**** Input material ****

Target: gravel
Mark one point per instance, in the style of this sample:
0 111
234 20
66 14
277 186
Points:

****

- Exercise objective: Word for word, write out every record.

- Response below:
Target: gravel
Mark one point per instance, in the style of this sample:
0 111
234 20
66 14
277 186
Points:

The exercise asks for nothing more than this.